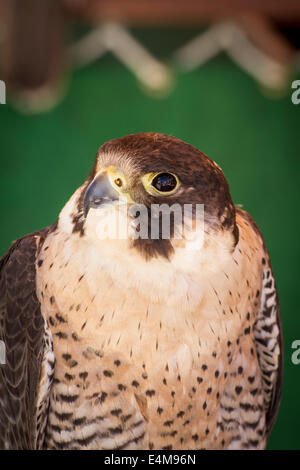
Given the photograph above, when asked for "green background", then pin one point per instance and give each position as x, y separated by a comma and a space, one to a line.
217, 108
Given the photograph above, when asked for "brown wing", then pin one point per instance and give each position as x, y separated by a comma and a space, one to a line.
269, 345
268, 335
23, 333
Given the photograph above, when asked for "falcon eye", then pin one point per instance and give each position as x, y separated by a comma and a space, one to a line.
165, 182
118, 182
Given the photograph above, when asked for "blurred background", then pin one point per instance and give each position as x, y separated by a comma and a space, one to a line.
217, 74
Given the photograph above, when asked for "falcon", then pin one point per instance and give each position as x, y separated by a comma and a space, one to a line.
141, 342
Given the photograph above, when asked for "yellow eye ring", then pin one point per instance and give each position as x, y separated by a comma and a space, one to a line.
162, 183
118, 182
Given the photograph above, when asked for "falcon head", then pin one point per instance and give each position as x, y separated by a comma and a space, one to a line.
147, 170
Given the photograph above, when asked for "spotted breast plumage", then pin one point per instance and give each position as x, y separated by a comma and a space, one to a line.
141, 342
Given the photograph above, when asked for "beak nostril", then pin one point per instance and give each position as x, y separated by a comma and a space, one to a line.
99, 192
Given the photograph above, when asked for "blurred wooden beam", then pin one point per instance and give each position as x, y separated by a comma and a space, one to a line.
181, 12
33, 43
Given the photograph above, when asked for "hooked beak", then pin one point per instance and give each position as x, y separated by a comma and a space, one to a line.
99, 192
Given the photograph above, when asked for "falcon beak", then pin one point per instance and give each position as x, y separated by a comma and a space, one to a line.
99, 192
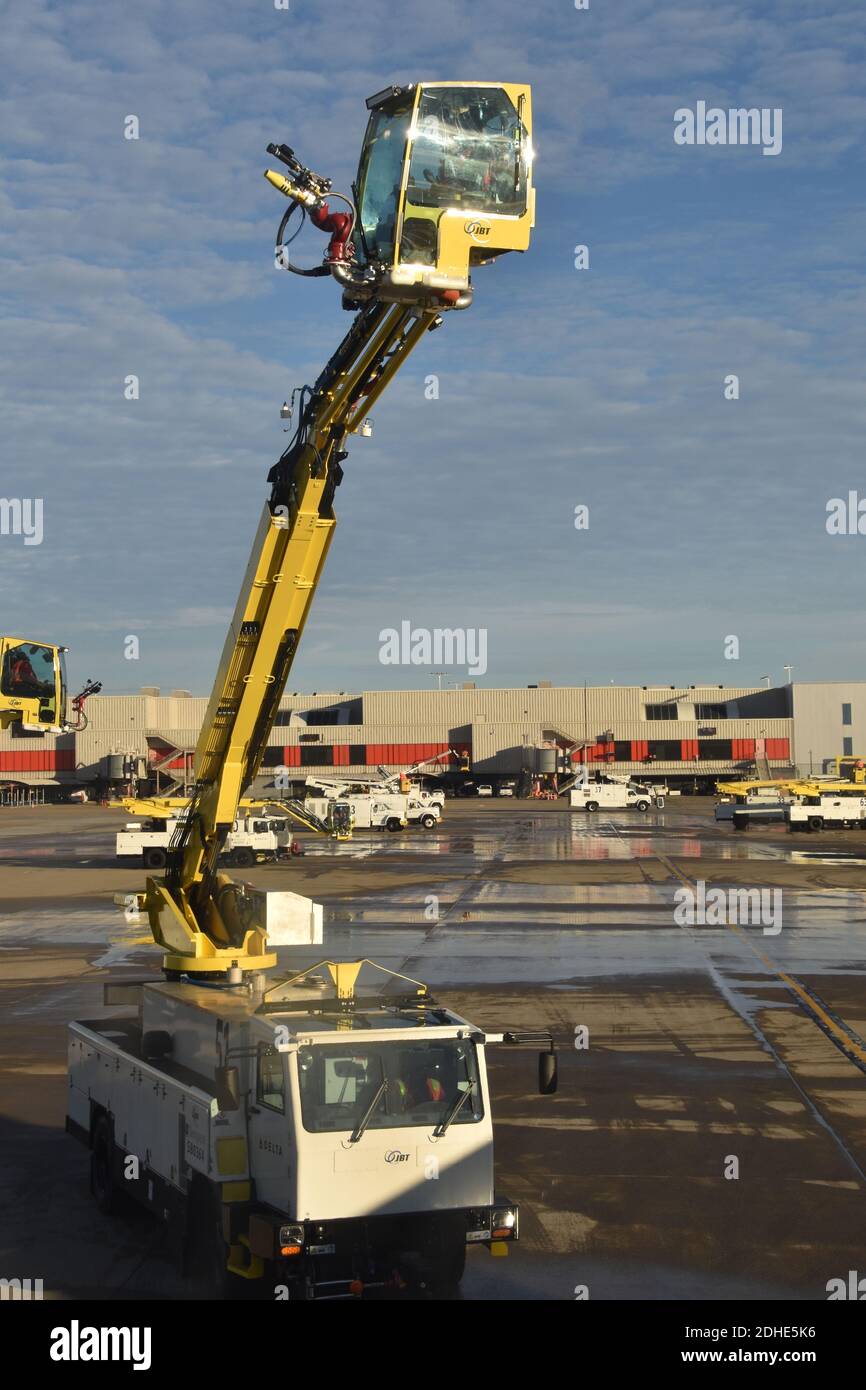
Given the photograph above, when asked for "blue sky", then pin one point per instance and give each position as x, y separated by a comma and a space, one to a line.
559, 387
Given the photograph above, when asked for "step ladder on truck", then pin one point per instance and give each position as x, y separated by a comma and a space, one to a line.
288, 1134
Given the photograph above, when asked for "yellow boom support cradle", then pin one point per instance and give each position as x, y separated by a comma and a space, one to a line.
444, 185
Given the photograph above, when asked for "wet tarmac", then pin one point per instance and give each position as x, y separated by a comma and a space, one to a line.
708, 1041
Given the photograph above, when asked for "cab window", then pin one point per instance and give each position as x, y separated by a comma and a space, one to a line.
28, 669
270, 1086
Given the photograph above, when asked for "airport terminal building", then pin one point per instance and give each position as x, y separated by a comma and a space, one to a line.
685, 736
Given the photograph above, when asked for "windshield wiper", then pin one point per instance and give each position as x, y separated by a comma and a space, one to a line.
453, 1109
362, 1125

• • • • •

§ THE REQUEST:
Without the pictures, repeat all the records word for word.

§ FINAL RESULT:
Given the photograph above, when asked for "green background", then pin one point per instance and give each position as x, y separated by a comma and a space, one to a line.
217, 108
Given the photograph above, when asked for "brown wing", then pin one point per instance and give each position as x, y separated by a comma and a space, one to a line.
269, 345
268, 335
23, 333
Given the photograph above, when asked for "falcon eye", then pin one point per instance and give each position as x, y separated by a comma and a space, one to a line.
165, 182
118, 182
Given the photograph above, when asked for "blurred background", then pin one point per instance and give each position as x, y separated by a comma and a space, one to a line.
217, 74
Given the photograph above, when asked for "falcon", then pin one point per instance and give each position as x, y separated by a comma and a space, one to a line.
141, 342
Given the photograph above, when asked for "yellow eye ring", then pin one point per instance and give each position as x, y separated by a comma and a space, one to a line.
162, 183
118, 182
Given the photograph above, when asked for "falcon head", then pin one point per instance and give each position as x, y separated by a comma and a space, one to a line.
147, 170
Given the photograph above, when asked for "spotted breast plumage", then pin one point per instance and give each position as x, y separated by a comma and a space, one to a line.
141, 342
Given the photograph above, when asked for "beak nostril", then pin one point per instance and give each position as x, y separated by a comma and a space, one to a line.
99, 192
Given the photograph above, when asked for "blurred wooden beam", then pin one point per instance and give each position as x, y separated by a comma and a space, one to a line.
181, 12
33, 43
Given the photograph above, when asked for "hooked beak", then pin one point per instance and give each position as x, y separated by a comma and a space, one to a line.
99, 192
Given the photograph above, when asked for "falcon beak", then pin one point per instance and give each position as x, y separated by a comma and a space, one to a line.
99, 192
Given the photograph above, when asked for "blue sky", then pin one point per instance and give each position as x, y separated by a comma and a space, one to a line.
559, 387
Given the photograph above, when asked for "step ladder on truck", then pin one point per instance and give each position as x, y separated by a comma and a space, one to a line.
288, 1134
Given the photograph above, when asked for "yellow boom support cradle", then pin one point per instance and give each position as x, y separated by a comma and a space, one to a line.
444, 185
Given the photograph above, when asked for "wet tarmac", then pin one point per instance and give each position as x, y separated by a comma and a space, one to a line.
708, 1041
Given the photograph above, when asked for "cab window", then pin one point per instance and give each position as x, y separated by a comma and a space, one to a line.
28, 669
270, 1086
Given the photograph above, when asked for "airport terminal building", then pin one point per instance and give each position as x, y separated by a comma and a space, one to a line.
685, 736
Given the photograph above, when asked for "windshield wiper", then pin one point per instance and give each position as x, y separated by a comma and a space, one to a line.
453, 1109
362, 1125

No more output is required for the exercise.